#### TESTO DA LEGGERE:
Gli articoli del codice penale proposti nell'articolo:
- 572 “Maltrattamenti contro familiari e conviventi”,
- 571 “abuso di mezzi di correzione e disciplina”
- 575 punisce l’omicidio e il 577 aumenta la pena “se il fatto è commesso contro il coniuge, il fratello o la sorella, il padre o la madre adottivi
- 582 punisce le lesioni personali
si applicano solo a fatto compiuto! E quante volte abbiamo detto assistendo ai fatti di cronaca o anche a casi personali: "possibile che non si poteva fare qualcosa prima?!"
Adesso che magari si può fare qualcosa PREVENTIVAMENTE, magari attraverso una verifica da parte delle forze dell'ordine della pericolosità del soggetto dietro presentazione di una querela, ci lamentiamo attraverso sofismi lessicali (femminicidio, uxoricidio, etc.etc.) o perchè sono stati dati troppi poteri e discrezionalità alle forze dell'ordine relativamente a questo difficile aspetto.
E non siamo mai contenti però!!!! Si può sapere cosa vogliamo???
27/08/2013, 13:19
mik.300 ha scritto:
passata la moda..
questa legge non la ricorderà nessuno..
27/08/2013, 14:22
Thethirdeye ha scritto:mik.300 ha scritto:
passata la moda..
questa legge non la ricorderà nessuno..
Apprendiamo con estremo stupore che... la morte di molte povere donne,
è qualcosa che riguarda solo una moda del momento... e che molto
probabilmente, stiamo solo parlando di un fenomeno che è destinato a
scomparire....
[color=blue]IL FEMMINICIDIO NON ESISTE
Quando si nota una cosa nuova, ci si inventa una parola nuova, anche quando la cosa nuova è in realtà una cosa vecchia che ha già la sua parola vecchia. Più la cosa sembra nuova, più la parola si diffonde, e a poco a poco tutti la usano: giornali, televisioni, salumifici. Se poi è una di quelle cose che indignano, infervorano o anche solo stuzzicano, la parola nuova smette di essere una semplice parola e diventa un simbolo, non più un nome che nomina una cosa, ma la manifestazione sonora di un ideale e di tutte le persone che in quell’ideale si riconoscono. Quando questo succede, pronunciare quella parola diventa rischioso, non è più come dire “matita”, “stoppino” o “autolavaggio”, cioè parole qualsiasi per cose qualsiasi, ma è come avere in bocca un popolo, il Popolo della Parola. Il semplice pronunciare la Parola ti qualifica subito come amico o nemico del Popolo: amico è chi sbandiera la Parola, nemico è chi la usa come se fosse una qualsiasi parola. Parlare diventa tifare. Dico questo perché ho l’impressione che la parola “femminicidio” sia già arrivata a questo stadio simbolico, e siccome io non voglio tifare ma solo esprimere un concetto, ci tengo a precisare che se nego l’esistenza del cosiddetto femminicidio, non voglio con questo negare anche l’ideale annesso, che anzi ritengo nobile e degno di essere perseguito ora e sempre, cioè lo sterminio di tutti i maschilisti, né voglio sbeffeggiare le persone che pensano che la società sia maschilista, categoria di persone alla quale, forse immodestamente, mi pregio di appartenere.

#### DATI FORNITI:
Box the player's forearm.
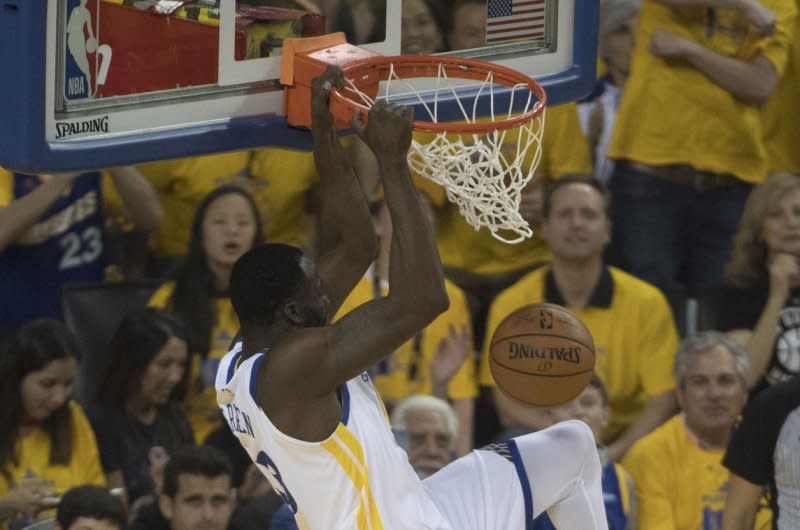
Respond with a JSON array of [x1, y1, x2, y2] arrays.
[[656, 0, 748, 9], [0, 171, 74, 252], [108, 166, 164, 232], [378, 153, 449, 320], [685, 41, 778, 105], [745, 293, 785, 388], [608, 391, 678, 461]]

#### ATTIVITÀ PROPOSTE:
(a) Nel testo da leggere, il passo «IL FEMMINICIDIO NON ESISTE» precisa che negare il cosiddetto femminicidio non equivale a negare l'ideale annesso. Spieghi in una-tre frasi il motivo che il testo indica per questa precisazione.
(b) Riporti il passo del testo da leggere da «E non siamo» a «scomparire....», rinominando «moda» in «tendenza».
(c) Secondo il testo da leggere, quale articolo del codice penale punisce le lesioni personali?

#### RISPOSTE COMPLETE:
(a) Chi scrive ha l'impressione che la parola «femminicidio» sia già arrivata allo stadio simbolico, in cui pronunciarla qualifica subito come amico o nemico del Popolo della Parola. Poiché non vuole tifare ma solo esprimere un concetto, tiene a chiarire la propria posizione.

(b)
E non siamo mai contenti però!!!! Si può sapere cosa vogliamo???
27/08/2013, 13:19
mik.300 ha scritto:
passata la tendenza..
questa legge non la ricorderà nessuno..
27/08/2013, 14:22
Thethirdeye ha scritto:mik.300 ha scritto:
passata la tendenza..
questa legge non la ricorderà nessuno..
Apprendiamo con estremo stupore che... la morte di molte povere donne,
è qualcosa che riguarda solo una tendenza del momento... e che molto
probabilmente, stiamo solo parlando di un fenomeno che è destinato a
scomparire....

(c) L'articolo 582.